**Records for the exercise:**
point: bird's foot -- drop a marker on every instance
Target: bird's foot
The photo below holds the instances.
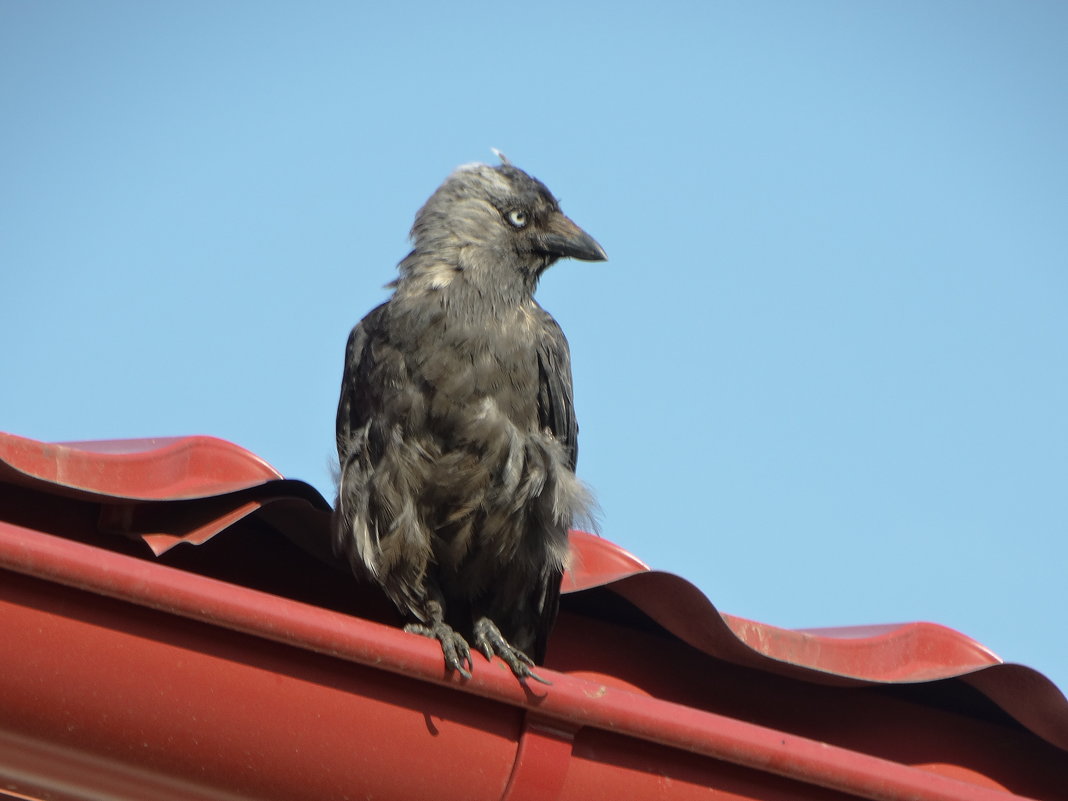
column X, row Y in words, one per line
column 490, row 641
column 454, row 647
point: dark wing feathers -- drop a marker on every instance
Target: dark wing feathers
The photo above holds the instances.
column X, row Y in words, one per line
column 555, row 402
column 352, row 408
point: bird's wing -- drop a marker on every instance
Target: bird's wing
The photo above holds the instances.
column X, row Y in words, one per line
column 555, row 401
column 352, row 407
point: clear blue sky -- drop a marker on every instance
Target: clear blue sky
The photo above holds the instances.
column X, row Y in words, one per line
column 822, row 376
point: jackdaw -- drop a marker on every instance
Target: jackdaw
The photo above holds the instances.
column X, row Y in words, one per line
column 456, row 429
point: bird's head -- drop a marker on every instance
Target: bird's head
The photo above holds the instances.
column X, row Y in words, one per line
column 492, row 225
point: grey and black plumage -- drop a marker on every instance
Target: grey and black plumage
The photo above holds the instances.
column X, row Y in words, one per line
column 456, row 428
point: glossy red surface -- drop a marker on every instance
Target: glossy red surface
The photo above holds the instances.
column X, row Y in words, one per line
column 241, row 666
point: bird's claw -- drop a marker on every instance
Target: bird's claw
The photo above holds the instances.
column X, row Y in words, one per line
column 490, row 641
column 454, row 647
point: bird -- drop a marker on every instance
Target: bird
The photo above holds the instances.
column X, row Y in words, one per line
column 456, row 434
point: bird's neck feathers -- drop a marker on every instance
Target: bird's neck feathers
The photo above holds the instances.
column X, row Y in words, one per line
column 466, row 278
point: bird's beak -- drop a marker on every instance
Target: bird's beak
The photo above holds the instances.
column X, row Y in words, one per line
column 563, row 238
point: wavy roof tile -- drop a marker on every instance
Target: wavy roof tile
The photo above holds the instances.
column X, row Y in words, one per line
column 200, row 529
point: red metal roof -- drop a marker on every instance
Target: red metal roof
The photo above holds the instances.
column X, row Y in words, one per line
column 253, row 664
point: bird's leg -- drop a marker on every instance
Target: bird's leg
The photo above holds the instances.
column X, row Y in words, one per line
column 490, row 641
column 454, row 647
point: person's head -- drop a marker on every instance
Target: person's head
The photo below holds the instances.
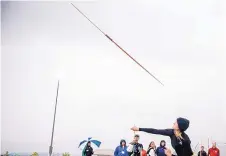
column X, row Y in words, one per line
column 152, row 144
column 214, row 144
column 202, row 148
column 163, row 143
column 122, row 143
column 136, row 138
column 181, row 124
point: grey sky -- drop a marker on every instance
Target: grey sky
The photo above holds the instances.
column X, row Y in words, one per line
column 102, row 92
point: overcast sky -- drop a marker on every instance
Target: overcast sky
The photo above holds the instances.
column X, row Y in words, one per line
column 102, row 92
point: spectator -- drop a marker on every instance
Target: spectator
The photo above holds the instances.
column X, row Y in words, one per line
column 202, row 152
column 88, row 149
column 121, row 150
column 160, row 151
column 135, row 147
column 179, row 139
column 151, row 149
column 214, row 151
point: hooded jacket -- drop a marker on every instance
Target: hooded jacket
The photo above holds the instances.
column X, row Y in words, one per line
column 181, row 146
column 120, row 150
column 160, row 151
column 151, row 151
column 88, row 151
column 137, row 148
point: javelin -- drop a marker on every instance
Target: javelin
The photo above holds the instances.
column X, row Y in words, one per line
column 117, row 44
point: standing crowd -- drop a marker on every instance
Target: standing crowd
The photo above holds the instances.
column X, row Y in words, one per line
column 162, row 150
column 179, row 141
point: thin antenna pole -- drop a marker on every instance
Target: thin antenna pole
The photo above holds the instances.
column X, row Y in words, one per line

**About this exercise:**
Copy all lines from the entries that contain the word "antenna".

**Exercise answer:**
point: thin antenna pole -- drop a marker on every instance
Target: thin antenna pole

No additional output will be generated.